Work to be completed: Rewrite the records below, replacing "soil" with "dirt" and changing nothing else. Leave out the pictures.

Input:
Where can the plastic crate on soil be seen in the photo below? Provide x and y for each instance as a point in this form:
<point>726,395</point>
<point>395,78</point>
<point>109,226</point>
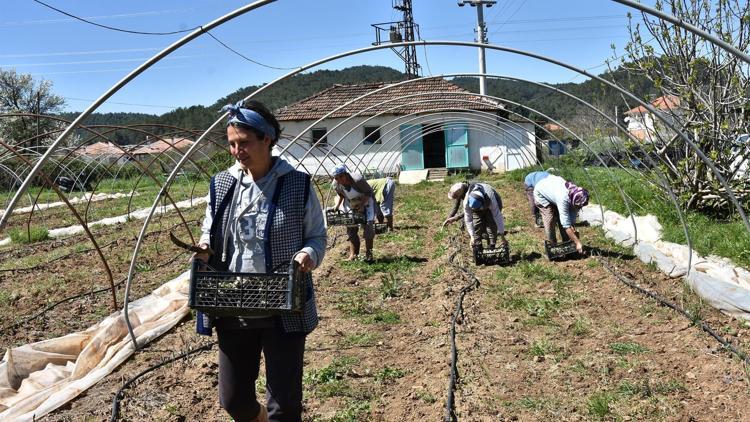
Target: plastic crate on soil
<point>559,250</point>
<point>495,256</point>
<point>339,218</point>
<point>222,293</point>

The completed task:
Where can the plastic crate on dirt be seen in the photo below? Provide x and y for each instance as a point in this form:
<point>726,395</point>
<point>395,78</point>
<point>109,226</point>
Target: plastic crate on dirt
<point>559,250</point>
<point>495,256</point>
<point>339,218</point>
<point>222,293</point>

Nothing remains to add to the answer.